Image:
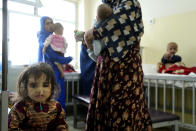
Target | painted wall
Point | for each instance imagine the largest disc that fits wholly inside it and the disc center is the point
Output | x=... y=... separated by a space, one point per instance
x=180 y=28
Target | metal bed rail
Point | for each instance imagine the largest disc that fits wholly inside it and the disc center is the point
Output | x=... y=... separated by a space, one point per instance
x=153 y=81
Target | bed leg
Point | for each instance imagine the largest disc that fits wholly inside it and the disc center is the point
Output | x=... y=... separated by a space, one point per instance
x=75 y=114
x=176 y=126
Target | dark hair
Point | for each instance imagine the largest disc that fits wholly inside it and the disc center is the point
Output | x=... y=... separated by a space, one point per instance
x=36 y=70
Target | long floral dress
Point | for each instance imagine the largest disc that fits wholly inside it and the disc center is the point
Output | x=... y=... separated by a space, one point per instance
x=117 y=100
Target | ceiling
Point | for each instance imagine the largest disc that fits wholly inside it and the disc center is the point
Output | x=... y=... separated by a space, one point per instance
x=156 y=8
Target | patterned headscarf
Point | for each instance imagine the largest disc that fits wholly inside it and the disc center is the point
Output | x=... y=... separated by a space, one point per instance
x=111 y=3
x=43 y=34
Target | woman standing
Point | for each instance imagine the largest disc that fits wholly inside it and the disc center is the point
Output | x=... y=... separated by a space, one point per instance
x=45 y=30
x=117 y=97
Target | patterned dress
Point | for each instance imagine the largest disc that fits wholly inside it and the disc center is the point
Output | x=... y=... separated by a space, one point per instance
x=117 y=100
x=33 y=116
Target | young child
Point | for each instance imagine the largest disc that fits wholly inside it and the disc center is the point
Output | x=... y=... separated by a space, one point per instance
x=103 y=12
x=35 y=108
x=170 y=56
x=58 y=44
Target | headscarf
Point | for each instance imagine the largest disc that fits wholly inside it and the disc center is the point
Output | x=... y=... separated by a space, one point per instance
x=111 y=3
x=43 y=34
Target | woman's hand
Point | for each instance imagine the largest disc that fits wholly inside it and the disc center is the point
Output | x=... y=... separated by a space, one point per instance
x=79 y=35
x=88 y=37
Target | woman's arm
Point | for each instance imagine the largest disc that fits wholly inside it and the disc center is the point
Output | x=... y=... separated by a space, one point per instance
x=15 y=117
x=47 y=43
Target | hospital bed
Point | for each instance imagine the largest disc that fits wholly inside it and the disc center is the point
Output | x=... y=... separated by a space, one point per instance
x=159 y=118
x=173 y=88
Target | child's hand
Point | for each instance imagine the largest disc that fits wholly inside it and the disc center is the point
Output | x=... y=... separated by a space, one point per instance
x=88 y=37
x=79 y=35
x=167 y=55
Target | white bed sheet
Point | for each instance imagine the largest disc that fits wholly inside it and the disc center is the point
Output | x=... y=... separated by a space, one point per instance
x=179 y=80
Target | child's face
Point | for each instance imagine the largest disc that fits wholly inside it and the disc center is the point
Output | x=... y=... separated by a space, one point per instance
x=59 y=31
x=172 y=49
x=39 y=90
x=48 y=25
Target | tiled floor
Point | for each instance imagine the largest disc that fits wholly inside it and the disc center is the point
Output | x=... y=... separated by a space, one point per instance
x=81 y=124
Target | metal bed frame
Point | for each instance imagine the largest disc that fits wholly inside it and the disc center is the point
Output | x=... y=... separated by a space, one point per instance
x=161 y=81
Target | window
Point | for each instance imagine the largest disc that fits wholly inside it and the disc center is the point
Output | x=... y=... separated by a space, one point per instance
x=24 y=23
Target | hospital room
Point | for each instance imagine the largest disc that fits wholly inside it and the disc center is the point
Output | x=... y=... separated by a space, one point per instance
x=96 y=65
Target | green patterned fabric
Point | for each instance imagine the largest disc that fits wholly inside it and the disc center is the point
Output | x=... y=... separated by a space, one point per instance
x=123 y=30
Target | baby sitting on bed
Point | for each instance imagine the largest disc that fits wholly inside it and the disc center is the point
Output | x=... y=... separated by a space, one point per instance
x=170 y=56
x=171 y=63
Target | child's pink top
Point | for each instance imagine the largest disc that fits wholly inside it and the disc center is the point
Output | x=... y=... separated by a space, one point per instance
x=57 y=42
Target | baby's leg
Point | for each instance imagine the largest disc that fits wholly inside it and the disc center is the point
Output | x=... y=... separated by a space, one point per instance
x=60 y=67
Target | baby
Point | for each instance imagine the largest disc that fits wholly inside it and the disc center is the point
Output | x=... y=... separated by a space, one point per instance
x=103 y=12
x=58 y=44
x=170 y=56
x=35 y=108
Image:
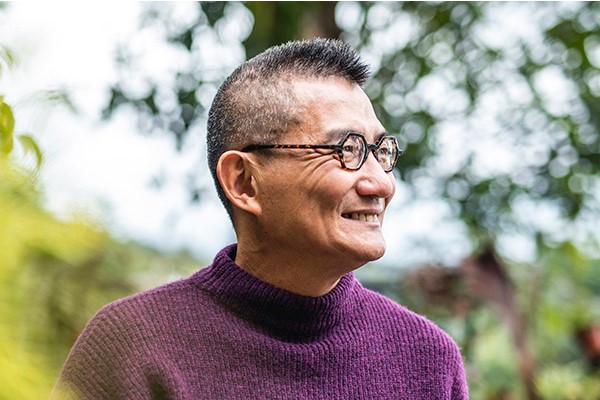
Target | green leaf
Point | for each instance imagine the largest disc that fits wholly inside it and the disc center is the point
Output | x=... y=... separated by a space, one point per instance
x=7 y=127
x=7 y=58
x=30 y=146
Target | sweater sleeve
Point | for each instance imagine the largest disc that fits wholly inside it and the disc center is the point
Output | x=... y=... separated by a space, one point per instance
x=111 y=360
x=460 y=389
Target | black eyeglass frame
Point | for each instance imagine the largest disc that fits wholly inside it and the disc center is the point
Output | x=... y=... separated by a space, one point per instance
x=339 y=148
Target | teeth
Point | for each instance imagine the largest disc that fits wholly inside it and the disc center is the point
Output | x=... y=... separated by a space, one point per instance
x=362 y=217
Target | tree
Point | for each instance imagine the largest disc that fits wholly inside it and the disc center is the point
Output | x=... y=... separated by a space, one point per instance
x=446 y=76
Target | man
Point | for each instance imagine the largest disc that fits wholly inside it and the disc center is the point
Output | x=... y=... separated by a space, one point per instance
x=304 y=168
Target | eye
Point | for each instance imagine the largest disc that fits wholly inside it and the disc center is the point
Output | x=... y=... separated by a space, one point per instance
x=349 y=148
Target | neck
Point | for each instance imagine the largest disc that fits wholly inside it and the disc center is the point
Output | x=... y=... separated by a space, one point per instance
x=295 y=273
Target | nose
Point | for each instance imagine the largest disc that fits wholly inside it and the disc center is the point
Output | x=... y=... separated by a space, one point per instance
x=374 y=181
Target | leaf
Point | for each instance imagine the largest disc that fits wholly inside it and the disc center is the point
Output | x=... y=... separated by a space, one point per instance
x=7 y=58
x=7 y=127
x=30 y=146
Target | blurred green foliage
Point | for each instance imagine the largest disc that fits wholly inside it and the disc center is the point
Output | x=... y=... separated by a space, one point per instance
x=55 y=273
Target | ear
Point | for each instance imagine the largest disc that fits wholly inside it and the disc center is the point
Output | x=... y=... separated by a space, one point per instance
x=236 y=172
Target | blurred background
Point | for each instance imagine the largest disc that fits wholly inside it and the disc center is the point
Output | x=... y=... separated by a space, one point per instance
x=494 y=230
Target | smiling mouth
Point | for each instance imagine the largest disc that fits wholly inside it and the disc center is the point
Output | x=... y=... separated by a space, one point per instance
x=362 y=217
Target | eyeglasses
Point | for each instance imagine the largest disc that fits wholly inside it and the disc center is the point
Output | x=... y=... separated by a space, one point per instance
x=352 y=150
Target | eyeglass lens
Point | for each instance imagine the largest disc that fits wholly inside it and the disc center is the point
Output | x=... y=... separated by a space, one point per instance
x=354 y=152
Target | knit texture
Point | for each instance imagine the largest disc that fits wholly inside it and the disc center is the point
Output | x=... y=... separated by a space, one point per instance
x=224 y=334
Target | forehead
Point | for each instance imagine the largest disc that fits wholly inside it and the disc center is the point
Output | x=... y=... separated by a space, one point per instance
x=333 y=106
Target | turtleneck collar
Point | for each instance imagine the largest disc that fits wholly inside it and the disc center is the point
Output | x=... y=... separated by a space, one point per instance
x=285 y=314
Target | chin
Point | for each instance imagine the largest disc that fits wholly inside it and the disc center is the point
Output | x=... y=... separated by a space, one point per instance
x=371 y=254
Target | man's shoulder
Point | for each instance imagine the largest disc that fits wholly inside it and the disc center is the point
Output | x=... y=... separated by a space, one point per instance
x=402 y=323
x=150 y=305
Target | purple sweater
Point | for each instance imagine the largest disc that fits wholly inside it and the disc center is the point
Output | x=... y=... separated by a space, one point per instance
x=224 y=334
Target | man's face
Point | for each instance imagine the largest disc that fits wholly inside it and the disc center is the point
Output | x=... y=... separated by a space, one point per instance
x=310 y=205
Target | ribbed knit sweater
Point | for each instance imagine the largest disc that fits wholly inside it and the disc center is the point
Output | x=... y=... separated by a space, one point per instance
x=224 y=334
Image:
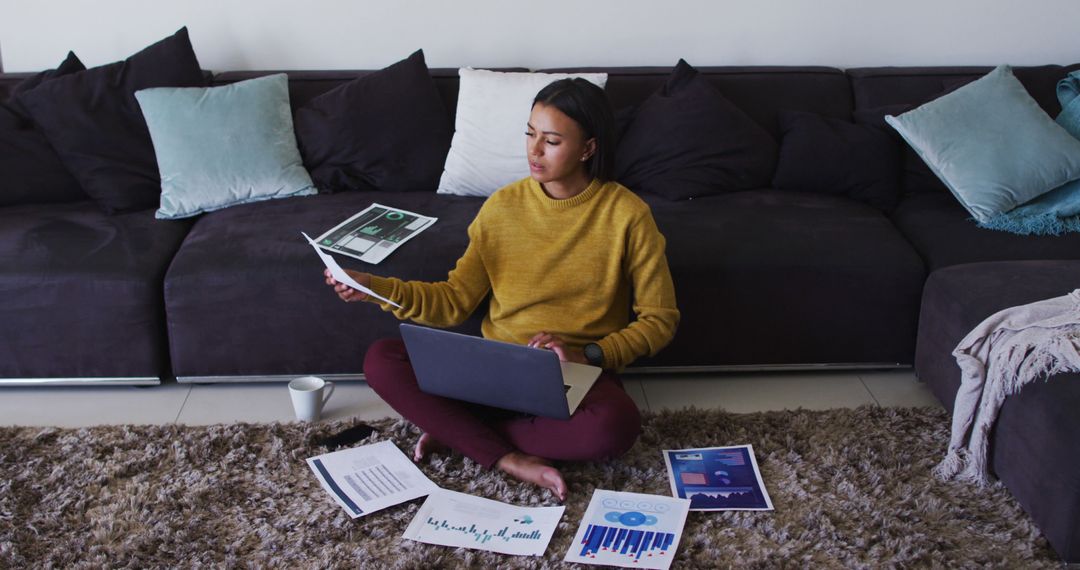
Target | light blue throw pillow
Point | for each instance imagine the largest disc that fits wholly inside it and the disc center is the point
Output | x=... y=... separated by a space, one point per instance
x=991 y=144
x=219 y=147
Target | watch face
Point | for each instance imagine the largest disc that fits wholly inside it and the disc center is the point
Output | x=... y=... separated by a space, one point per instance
x=594 y=354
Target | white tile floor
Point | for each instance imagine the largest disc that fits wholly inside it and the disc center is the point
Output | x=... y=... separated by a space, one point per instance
x=205 y=404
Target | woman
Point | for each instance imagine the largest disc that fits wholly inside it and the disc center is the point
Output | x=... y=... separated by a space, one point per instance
x=563 y=254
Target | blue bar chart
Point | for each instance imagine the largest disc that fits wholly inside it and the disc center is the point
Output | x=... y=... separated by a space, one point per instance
x=630 y=530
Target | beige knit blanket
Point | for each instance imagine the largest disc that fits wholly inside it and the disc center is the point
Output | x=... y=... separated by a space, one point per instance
x=1009 y=350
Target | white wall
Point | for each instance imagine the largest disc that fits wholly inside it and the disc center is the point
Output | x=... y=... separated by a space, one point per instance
x=370 y=34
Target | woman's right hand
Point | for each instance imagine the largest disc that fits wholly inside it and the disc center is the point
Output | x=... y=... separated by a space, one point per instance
x=346 y=293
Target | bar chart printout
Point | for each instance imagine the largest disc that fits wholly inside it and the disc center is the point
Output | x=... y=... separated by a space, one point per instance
x=631 y=530
x=450 y=518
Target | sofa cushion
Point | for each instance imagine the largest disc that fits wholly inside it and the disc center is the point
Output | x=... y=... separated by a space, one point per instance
x=687 y=140
x=944 y=234
x=771 y=276
x=991 y=144
x=832 y=155
x=71 y=64
x=487 y=150
x=294 y=324
x=1037 y=429
x=80 y=292
x=218 y=147
x=385 y=131
x=880 y=91
x=30 y=172
x=94 y=122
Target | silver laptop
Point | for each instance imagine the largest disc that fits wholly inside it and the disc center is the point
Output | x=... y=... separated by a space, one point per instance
x=497 y=374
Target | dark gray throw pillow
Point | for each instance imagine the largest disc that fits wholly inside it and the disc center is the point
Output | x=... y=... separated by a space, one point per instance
x=71 y=64
x=30 y=172
x=94 y=122
x=688 y=140
x=385 y=131
x=831 y=155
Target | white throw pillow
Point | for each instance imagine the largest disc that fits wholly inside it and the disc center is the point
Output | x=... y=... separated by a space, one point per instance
x=488 y=147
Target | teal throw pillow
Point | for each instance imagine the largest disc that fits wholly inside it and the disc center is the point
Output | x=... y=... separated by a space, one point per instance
x=991 y=144
x=219 y=147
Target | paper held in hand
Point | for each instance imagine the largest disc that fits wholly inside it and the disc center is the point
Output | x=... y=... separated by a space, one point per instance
x=341 y=276
x=374 y=233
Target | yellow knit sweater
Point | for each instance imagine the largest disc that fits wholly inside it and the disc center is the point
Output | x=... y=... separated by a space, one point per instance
x=564 y=267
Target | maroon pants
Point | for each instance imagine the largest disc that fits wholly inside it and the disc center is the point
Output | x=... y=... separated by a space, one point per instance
x=605 y=424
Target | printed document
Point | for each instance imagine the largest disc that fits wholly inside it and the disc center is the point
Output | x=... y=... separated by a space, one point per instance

* **Task instructions**
Copy out, word for word, the lines starting with the one that contains "Target | silver laptop" and going on through the one that contains "x=497 y=374", both included.

* **Exercise result**
Target | silver laptop
Point | for each instance imagine the largest disc that fits wholly inside it and the disc center is the point
Output | x=... y=... separated by a space, one point per instance
x=497 y=374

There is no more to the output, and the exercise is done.